Lines that point to named objects
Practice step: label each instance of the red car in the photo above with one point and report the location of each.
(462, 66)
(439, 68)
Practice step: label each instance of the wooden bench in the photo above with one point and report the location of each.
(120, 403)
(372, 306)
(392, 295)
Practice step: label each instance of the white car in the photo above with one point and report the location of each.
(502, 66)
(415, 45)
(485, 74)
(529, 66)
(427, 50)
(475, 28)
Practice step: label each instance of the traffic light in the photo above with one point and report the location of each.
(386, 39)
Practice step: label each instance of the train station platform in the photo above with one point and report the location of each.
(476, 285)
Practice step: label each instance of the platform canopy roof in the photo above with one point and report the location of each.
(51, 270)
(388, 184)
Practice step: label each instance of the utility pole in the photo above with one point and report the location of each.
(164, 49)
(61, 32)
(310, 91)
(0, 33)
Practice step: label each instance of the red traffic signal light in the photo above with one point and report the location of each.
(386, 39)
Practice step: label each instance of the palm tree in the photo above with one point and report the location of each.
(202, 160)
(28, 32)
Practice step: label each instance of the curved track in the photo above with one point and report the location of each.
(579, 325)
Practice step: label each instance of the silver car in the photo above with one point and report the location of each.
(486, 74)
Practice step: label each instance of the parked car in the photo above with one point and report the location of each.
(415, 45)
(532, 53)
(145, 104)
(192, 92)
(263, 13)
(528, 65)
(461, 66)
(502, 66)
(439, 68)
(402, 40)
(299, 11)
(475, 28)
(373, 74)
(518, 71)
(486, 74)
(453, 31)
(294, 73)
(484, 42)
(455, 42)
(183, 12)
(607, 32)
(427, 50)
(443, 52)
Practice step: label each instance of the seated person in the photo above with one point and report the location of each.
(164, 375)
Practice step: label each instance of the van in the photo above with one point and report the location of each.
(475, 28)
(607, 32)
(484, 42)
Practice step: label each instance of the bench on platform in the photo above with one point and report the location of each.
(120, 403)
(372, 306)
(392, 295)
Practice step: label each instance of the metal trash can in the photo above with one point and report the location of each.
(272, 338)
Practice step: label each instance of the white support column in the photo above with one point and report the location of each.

_Task to carry out:_ Copy all of the lines above word for word.

_Complete response:_
Practice step: label each instance of the red car in the photo above with one point and report the location of each.
(462, 66)
(439, 68)
Practice step: label each instance of the wooden bench in the photo above with one point and report the location of each.
(120, 403)
(372, 306)
(392, 295)
Practice step: label each instance of the white car in the photo above with one point and report the location of each.
(502, 66)
(415, 45)
(485, 74)
(529, 66)
(427, 50)
(475, 28)
Practice step: label each instance of the traffic light in the photo above with one point and report the location of each.
(386, 39)
Practice step: label each instance of the train station platform in the photo above with one point and report the location of each.
(476, 285)
Practice step: label each instance of the platform canopy roof in the photo above with one point and report the location of each.
(51, 270)
(388, 184)
Practice step: label each instance of the utility pole in the photo above with one point and report the location of each.
(164, 49)
(61, 32)
(310, 91)
(0, 33)
Practice step: label each instance of the red traffic signal light in the photo above with one point and report the location of each.
(386, 39)
Practice step: label each instance of the palm tree in the photo above with one point and report the location of each.
(202, 160)
(28, 32)
Practice step: label each instance of the curved track in the photo above with one point and report the location of each.
(579, 325)
Practice step: label each instance of the silver car in the photo above with one point and report the location of each.
(486, 74)
Practice step: label each instance of the parked car in the photo above with one point and report the location of each.
(415, 45)
(532, 53)
(145, 104)
(192, 92)
(263, 13)
(528, 65)
(461, 66)
(502, 66)
(439, 68)
(402, 40)
(299, 11)
(475, 28)
(373, 74)
(518, 71)
(486, 74)
(453, 31)
(294, 73)
(484, 42)
(455, 42)
(183, 12)
(607, 32)
(427, 50)
(443, 52)
Practice step: label each instance of the seated person in the photo above with one point and report the location of each.
(164, 375)
Practice step: label each instance of the van in the photo above with one point and report the location of each.
(475, 28)
(607, 32)
(484, 42)
Practice step: label each instance of the bench on platform in the photo above with one point and report the location of each.
(120, 403)
(372, 306)
(392, 295)
Practice step: label each instance of the metal trash can in the photo above with one point and report the location of each.
(272, 338)
Practice step: label each instance of the white support column in the photo above with one point and report the location of each.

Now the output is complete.